## Start
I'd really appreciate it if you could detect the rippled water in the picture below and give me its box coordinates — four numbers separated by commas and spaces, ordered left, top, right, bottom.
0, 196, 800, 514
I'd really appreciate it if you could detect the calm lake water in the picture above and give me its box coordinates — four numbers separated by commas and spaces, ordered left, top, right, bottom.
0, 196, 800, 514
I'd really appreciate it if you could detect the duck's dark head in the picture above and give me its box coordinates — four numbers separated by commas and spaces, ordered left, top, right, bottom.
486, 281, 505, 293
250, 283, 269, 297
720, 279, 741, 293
## End
## Given request:
Please edit the data above by swapping each "box coordinates" for "bounding box" and keeping every other part unchanged.

## Expected answer:
I'd really appreciate it if you could detect the rippled water in the picture below and give me its bounding box — four numbers separated by commas and spaces, ordered left, top, right, bottom.
0, 196, 800, 514
I'd really appreciate it if you could detect the calm lake water in the picture above and give me its bounding box — four numbers separated by commas and spaces, ordered left, top, right, bottom.
0, 196, 800, 514
I'd really appreciate it if you could detect the duck's dark head in the picture above and give me its bounding box — four numbers separated by commas and spaces, ordered left, top, right, bottom.
486, 281, 505, 293
250, 283, 269, 297
720, 279, 741, 293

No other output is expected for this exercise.